Below is a listing; repeat exactly the lines from the one containing "Q: For every instance of the berry stalk" to the one containing "Q: For every instance of the translucent", both included.

INFORMATION section start

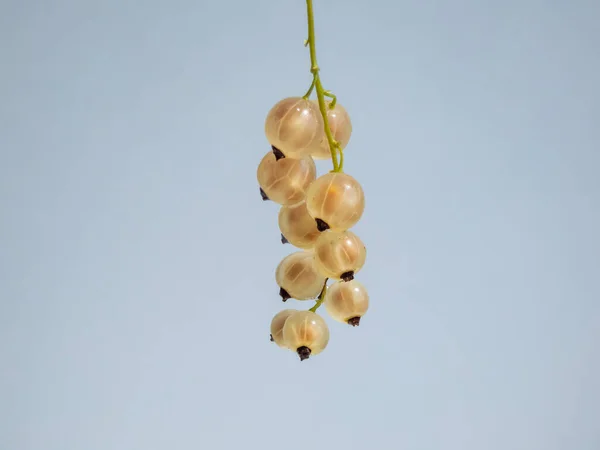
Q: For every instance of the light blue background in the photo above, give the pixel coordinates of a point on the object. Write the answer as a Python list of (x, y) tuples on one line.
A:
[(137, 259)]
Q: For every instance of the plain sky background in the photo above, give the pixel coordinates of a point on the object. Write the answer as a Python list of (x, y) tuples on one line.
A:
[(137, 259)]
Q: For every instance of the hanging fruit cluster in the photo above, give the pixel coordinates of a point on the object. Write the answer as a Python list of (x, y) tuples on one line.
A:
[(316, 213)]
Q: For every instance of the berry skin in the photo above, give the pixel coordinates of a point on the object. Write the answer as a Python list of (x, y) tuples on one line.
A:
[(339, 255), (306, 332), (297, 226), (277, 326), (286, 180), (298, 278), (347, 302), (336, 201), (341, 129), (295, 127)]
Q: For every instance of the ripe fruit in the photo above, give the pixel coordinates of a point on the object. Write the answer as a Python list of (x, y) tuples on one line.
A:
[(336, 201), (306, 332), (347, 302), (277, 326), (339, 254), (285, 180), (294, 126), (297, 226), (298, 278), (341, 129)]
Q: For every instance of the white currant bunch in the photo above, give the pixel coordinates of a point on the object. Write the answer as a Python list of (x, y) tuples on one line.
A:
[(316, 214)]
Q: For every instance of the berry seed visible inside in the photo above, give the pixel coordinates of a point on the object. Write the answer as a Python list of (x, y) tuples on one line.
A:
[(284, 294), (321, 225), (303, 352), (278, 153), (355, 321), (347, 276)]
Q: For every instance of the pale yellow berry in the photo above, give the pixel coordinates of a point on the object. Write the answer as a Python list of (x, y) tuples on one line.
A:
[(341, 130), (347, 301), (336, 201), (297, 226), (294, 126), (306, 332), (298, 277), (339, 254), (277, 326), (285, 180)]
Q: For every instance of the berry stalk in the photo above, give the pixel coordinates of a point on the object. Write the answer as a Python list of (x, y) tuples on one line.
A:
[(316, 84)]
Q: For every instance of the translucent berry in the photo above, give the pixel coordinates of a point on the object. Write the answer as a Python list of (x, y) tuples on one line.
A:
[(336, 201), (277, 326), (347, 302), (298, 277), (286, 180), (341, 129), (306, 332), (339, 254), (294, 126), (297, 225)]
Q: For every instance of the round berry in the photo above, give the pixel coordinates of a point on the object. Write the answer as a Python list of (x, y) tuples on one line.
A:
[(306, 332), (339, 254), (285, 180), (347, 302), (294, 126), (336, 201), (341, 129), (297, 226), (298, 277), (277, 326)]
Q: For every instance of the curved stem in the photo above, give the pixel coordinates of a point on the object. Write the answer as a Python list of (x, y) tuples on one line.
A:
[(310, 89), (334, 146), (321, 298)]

INFORMATION section end

__WRITTEN ANSWER__.
Q: For every instance of the berry stalk in the photo above, give the pixel coordinates of a point on the object. Write the answer as a Python list of (x, y) tuples on one line.
A:
[(316, 84)]
Q: For every instance of the translucent berry in the photo above, give the pixel coordinates of a point on the object. Write the answer as a Python list of (x, y) tuples on one line.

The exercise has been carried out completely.